Selection —
=-=-=

FC-NVMe on PowerMax detail

I’ve been delayed in updating my documentation for vSphere 7 and as we have a new release for PowerMax coming out soon, I can’t publish what I have as it is intertwined with pre-GA material. Therefore I’m going to add some detail here about using FC-NVMe on PowerMax in vSphere 7 in the meantime. I’m not going for coherence per se, rather I just want to include the pertinent topics that will be in the published documentation next month.

FC-NVMe PowerMax configuration

Let’s start with the basics of FC-NVMe on PowerMax. There is nothing special about the FC-NVMe configuration on the PowerMax with vSphere 7. You want to follow the best practices in general for the FN emulation. You want to use 4 ports if you can, and the best performance is always going to be with a full 32 Gb infrastructure, though of course it is not required. Only your HBA on the servers need to be 32 Gb (and the PowerMax obviously), the SAN network might still be 16 Gb (or even 8 Gb) and everything will be negotiated down.

Driver configuration in VMware ESXi

The drivers provided by VMware as part of the VMware ESXi distribution should be utilized when connecting VMware ESXi to Dell EMC VMAX and PowerMax storage. However, Dell EMC E-Lab™ does perform extensive testing to ensure the BIOS, BootBIOS and the VMware supplied drivers work together properly with Dell EMC storage arrays.

FC-NVMe

When using FC-NVMe, different drivers and/or firmware may be required on the Gen 6 (32 Gb) HBA to support the protocol. In addition, modification of HBA parameters might be necessary. For instance, when using Emulex HBAs the parameter lpfc_enable_fc4_type should be set to 3 and the host rebooted:

esxcli system module parameters set -p lpfc_enable_fc4_type=3 -m lpfc -f

Note that changing this parameter will not prevent you from masking traditional FC to these HBAs if so zoned. Review the HBA vendor and VMware documentation for the correct configuration.

Device presentation

FC-NVMe devices will use the EUI prefix, or Extended Unique Identifier, and not the NAA or Network Addressing Authority. Either naming, however, is unique to that LUN. The NAA or EUI number is generated by the storage device. Since the NAA or EUI is unique to the LUN, that same naming is used across any ESXi host(s) to which the device is presented. This is what permits ESXi hosts to recognize the same datastore on that LUN, even if those hosts are in different vCenters (or standalone). Note that both the mobility ID and compatibility ID devices are shown.

FC-NVMe detail in vSphere

VMware offers specific esxcli commands for NVMe to list namespaces, controllers, adapters, etc. The options are shown below.

In addition, many of the command outputs are available in the vSphere Client. Simply highlight the appropriate HBA where the NVMe devices are presented. In the figure below are the details on devices, paths, namespaces, and controllers is available.

HBA queues in FC-NVMe

The PowerMax implementation of FC-NVMe supports multiple queues which is a feature of NVMeoF. The array controls the queue setting. There are 8 IO queues per connection or path, each with a queue depth of 128. This provides excellent scalability.

Pathing

Native Multipathing plug-ins

By default, the native multipathing plug-in (NMP) supplied by VMware is used to manage I/O for non-FC-NVMe devices. NMP can be configured to support fixed and round robin (RR) path selection polices (PSP). In addition, Dell EMC supports the use of ALUA (Asymmetrical Logical Unit Access) only with the Mobility ID for non-FC-NVMe devices.

=-=-=

Provided information —

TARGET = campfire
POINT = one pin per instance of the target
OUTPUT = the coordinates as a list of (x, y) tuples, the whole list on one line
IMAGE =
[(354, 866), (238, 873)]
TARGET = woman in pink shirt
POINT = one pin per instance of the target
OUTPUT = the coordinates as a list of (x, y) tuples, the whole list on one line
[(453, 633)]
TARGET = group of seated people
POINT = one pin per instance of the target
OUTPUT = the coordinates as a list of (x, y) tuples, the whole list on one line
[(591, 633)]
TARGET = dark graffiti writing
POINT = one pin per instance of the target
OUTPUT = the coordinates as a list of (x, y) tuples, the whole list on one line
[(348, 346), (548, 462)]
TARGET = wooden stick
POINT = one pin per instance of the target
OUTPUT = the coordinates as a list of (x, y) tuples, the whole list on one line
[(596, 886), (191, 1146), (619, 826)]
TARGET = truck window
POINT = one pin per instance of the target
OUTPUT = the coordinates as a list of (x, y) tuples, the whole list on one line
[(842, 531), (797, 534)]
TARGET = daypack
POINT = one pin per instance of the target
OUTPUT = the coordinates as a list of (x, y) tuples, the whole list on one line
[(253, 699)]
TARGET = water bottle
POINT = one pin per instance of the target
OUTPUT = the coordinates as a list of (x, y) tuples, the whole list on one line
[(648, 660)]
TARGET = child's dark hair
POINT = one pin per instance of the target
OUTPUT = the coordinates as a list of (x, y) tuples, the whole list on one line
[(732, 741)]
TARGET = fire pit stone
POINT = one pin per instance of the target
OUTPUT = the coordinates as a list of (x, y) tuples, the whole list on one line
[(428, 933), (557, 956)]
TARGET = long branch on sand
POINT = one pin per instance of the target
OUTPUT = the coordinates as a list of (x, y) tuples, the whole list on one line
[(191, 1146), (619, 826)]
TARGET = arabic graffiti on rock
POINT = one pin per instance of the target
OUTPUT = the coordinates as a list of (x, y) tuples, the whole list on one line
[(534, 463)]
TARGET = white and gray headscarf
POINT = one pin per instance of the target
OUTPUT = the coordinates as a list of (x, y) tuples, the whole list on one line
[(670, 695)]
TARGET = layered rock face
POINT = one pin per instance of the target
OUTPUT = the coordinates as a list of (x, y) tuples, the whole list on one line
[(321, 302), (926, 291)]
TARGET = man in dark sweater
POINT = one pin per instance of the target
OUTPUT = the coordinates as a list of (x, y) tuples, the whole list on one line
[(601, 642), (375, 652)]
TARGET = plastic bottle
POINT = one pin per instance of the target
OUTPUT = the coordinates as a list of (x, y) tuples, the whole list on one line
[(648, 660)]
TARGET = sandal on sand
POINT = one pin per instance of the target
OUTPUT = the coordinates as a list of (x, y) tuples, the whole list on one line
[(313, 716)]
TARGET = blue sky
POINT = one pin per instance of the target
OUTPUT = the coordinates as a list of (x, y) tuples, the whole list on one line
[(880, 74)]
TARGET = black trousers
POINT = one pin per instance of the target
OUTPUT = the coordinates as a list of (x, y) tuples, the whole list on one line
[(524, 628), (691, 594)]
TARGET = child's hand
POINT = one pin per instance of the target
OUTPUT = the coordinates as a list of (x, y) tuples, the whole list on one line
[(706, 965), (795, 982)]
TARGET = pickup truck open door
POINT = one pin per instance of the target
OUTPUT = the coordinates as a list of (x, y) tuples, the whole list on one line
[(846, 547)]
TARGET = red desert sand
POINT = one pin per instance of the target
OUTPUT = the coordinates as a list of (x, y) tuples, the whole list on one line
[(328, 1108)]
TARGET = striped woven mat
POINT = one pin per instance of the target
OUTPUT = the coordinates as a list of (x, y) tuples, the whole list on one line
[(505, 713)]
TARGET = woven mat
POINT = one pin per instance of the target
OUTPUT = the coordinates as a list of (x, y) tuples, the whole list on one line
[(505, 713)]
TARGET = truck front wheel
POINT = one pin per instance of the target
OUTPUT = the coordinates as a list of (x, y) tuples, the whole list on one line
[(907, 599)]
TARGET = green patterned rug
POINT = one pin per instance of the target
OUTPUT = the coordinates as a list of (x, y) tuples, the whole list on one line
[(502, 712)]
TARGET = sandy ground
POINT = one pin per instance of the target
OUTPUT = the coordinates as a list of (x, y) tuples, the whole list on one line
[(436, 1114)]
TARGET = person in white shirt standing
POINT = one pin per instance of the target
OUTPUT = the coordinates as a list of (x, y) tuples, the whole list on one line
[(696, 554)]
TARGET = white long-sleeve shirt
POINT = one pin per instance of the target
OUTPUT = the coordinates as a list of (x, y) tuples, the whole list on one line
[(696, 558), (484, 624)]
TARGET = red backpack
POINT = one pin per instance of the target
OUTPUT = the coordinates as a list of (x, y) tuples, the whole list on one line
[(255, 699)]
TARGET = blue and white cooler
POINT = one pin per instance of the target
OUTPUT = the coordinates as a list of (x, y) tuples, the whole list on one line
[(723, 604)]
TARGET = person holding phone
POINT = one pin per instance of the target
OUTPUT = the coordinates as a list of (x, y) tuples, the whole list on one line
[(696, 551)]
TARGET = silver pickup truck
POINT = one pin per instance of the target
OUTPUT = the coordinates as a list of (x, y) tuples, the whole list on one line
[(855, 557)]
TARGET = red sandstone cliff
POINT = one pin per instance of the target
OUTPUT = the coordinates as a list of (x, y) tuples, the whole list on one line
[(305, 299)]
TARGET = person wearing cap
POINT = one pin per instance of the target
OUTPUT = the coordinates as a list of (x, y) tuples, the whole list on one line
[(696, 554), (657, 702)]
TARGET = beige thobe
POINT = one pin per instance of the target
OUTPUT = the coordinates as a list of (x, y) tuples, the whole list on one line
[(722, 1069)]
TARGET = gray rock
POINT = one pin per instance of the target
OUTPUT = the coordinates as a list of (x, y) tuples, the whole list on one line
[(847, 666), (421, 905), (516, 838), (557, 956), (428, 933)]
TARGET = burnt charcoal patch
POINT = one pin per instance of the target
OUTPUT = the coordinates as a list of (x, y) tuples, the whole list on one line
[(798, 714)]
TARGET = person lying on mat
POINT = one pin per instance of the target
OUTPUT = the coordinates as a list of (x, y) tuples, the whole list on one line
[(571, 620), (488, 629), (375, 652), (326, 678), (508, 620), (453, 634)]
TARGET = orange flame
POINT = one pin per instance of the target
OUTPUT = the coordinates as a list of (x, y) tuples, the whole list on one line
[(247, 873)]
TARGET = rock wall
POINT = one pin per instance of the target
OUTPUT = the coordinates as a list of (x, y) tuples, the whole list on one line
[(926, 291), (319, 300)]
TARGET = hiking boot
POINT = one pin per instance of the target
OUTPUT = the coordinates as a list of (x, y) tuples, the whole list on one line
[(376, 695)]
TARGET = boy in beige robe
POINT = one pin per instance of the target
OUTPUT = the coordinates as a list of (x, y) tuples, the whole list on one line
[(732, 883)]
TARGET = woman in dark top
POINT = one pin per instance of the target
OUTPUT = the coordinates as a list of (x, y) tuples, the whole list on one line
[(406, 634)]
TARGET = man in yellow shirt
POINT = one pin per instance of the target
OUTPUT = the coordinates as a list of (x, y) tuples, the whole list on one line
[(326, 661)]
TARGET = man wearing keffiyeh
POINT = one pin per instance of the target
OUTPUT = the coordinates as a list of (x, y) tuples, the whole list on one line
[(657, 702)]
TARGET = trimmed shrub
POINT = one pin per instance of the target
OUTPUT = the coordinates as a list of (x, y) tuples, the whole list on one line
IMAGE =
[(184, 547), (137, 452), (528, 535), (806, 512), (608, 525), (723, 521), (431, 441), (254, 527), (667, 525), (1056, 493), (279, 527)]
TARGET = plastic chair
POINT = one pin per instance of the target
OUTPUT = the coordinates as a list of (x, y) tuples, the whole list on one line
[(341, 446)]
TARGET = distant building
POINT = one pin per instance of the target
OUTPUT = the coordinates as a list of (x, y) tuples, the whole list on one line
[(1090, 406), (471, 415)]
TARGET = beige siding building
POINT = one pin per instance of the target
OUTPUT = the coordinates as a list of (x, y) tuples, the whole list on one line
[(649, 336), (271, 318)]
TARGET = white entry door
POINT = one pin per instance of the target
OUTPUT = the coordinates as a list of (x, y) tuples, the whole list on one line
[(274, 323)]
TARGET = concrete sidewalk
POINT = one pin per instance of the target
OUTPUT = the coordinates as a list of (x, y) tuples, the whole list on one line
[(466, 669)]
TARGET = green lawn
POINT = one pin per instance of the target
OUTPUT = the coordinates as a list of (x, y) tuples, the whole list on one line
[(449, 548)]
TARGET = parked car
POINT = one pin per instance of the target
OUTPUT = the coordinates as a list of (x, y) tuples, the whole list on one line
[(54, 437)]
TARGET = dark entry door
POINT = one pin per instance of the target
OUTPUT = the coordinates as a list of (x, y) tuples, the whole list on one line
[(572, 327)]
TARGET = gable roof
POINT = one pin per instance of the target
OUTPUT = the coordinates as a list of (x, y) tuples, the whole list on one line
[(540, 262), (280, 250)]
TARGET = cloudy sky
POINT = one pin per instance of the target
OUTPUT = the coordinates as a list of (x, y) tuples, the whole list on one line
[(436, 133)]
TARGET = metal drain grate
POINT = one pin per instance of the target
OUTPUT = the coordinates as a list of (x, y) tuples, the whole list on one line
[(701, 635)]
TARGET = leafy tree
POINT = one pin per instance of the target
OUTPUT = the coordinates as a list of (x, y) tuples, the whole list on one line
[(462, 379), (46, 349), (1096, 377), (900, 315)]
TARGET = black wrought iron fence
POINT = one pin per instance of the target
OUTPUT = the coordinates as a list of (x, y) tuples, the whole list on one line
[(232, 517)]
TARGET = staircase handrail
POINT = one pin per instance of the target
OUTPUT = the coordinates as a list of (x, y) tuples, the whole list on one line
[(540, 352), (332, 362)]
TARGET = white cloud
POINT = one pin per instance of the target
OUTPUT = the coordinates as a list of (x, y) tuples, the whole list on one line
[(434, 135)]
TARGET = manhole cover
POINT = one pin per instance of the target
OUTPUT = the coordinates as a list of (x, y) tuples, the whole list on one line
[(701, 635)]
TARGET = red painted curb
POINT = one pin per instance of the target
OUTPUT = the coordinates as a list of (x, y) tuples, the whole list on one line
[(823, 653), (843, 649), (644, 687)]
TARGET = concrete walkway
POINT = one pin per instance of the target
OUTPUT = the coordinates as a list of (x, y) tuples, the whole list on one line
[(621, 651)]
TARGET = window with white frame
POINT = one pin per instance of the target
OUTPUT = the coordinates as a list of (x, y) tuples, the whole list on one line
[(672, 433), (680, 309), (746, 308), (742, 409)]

=-=-=

Rewrite the FC-NVMe on PowerMax text starting with "FC-NVMe on PowerMax detail" and going on through "documentation next month.", putting "guide" wherever "documentation" appears.

Result of this task —
FC-NVMe on PowerMax detail

I’ve been delayed in updating my guide for vSphere 7 and as we have a new release for PowerMax coming out soon, I can’t publish what I have as it is intertwined with pre-GA material. Therefore I’m going to add some detail here about using FC-NVMe on PowerMax in vSphere 7 in the meantime. I’m not going for coherence per se, rather I just want to include the pertinent topics that will be in the published guide next month.